* **What is needed**
Output the records from the line containing "[tag] framed photographic print" through the line containing "(0, 0), (46, 44)" as a Markdown table with the columns No. and Text. Number each line in order and omit blank lines.

(Recorded data)
__________________________________________________

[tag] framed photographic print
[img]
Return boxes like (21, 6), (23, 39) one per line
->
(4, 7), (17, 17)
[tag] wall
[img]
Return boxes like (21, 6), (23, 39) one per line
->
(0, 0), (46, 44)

__________________________________________________

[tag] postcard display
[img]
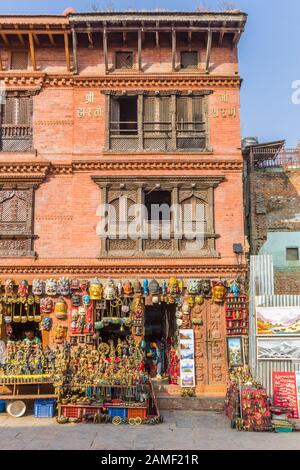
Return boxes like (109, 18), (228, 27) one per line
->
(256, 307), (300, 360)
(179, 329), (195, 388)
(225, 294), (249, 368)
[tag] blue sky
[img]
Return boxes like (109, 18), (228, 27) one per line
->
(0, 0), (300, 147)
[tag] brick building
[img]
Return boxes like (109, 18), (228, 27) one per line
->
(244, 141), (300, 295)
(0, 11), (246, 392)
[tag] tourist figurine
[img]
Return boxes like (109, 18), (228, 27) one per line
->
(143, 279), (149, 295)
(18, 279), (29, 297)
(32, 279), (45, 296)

__________________________________________________

* **Output below**
| No. | Text |
|---|---|
| 1 | [tag] framed photographic print |
| 2 | [img] |
| 3 | Return boxes like (21, 6), (23, 39) one per line |
| 4 | -> |
| 5 | (4, 7), (17, 17) |
| 6 | [tag] wall |
| 7 | [img] |
| 8 | Return boxes like (21, 6), (23, 39) one per line |
| 9 | -> |
| 10 | (0, 0), (46, 44) |